> _WHAT YOU NEED TO DO_:
1. In the vulnerability management article, what animal shut down the Large Hadron Collider in 2016?
2. Return the passage of the vulnerability management article starting at "While CERN knows" and ending at "Is Vulnerability Management?".

> _SELECTION_:

..............................

Vulnerability Management Goes Much Deeper Than Patching
In 2016, the Large Hadron Collider in Switzerland fell prey to a vicious and devastating attack. The bad actor exploited a vulnerability that researchers at CERN had never considered–small furry animals.
Yes, the Large Hadron Collider, the pinnacle of scientific achievement, was shut down by a weasel. The cunning critter infiltrated their systems (crawled into one of their tubes) and executed a targeted attack (chewed up a power cord). Research into the Higgs-Boson was delayed for weeks while they got systems back online.
Now, in 2024, CERN is more concerned about an increasingly common (and far less adorable) style of attack: ransomware. In a January blog post, their computer security team wrote that “the base question is not ‘if’ but ‘when’ CERN will be subject to a ransomware attack.”
While CERN knows (better than most) that it’s impossible to protect against every threat that weasels its way into your systems, their plan to guard against ransomware gangs hinges on good old fashioned vulnerability management tactics.
And they’re not alone. The concept of vulnerability management has been around for a while, but in the last few years it’s been steadily gaining momentum and interest, in part due to tougher laws and compliance standards.
But for this wave of investment in vulnerability management to actually translate to better security, it has to go deeper than check-box compliance. And that starts with establishing a shared definition of what vulnerability management actually means.
What Is Vulnerability Management?
Vulnerability management is the continuous process of analyzing systems for flaws that might make them vulnerable to attack, and then managing those vulnerabilities.

..............................

> _DATA SUPPLIED_:

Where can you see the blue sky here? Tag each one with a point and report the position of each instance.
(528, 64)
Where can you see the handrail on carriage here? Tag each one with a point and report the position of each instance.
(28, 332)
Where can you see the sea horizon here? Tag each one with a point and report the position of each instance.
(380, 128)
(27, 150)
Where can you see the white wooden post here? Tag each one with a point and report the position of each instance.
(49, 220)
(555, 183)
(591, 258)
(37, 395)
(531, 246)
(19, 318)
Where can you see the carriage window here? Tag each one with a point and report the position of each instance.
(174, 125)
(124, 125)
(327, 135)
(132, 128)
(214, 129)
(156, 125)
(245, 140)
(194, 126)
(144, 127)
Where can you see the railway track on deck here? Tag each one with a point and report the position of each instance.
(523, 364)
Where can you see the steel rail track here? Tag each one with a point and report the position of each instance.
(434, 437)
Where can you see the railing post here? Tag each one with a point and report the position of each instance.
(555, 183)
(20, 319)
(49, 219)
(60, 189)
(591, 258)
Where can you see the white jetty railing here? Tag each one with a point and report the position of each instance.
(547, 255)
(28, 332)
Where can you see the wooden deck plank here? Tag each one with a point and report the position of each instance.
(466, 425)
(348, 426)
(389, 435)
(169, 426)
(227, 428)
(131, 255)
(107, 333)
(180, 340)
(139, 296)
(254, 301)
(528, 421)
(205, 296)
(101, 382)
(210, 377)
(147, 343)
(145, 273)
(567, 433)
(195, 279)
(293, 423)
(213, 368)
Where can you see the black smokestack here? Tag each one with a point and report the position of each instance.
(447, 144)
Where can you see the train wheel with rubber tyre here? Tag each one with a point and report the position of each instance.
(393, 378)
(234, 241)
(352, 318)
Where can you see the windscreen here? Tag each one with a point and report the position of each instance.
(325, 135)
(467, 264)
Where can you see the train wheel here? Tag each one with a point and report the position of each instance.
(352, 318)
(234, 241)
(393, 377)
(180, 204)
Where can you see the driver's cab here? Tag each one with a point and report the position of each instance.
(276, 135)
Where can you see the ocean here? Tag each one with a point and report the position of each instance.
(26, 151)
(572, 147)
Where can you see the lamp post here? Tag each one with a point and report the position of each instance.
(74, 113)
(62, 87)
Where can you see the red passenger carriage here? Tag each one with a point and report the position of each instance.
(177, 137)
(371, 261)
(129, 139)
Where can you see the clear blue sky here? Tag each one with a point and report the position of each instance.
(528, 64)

..............................

> _WORKED ANSWERS_:
1. A weasel.

2.
While CERN knows (better than most) that it’s impossible to protect against every threat that weasels its way into your systems, their plan to guard against ransomware gangs hinges on good old fashioned vulnerability management tactics.
And they’re not alone. The concept of vulnerability management has been around for a while, but in the last few years it’s been steadily gaining momentum and interest, in part due to tougher laws and compliance standards.
But for this wave of investment in vulnerability management to actually translate to better security, it has to go deeper than check-box compliance. And that starts with establishing a shared definition of what vulnerability management actually means.
What Is Vulnerability Management?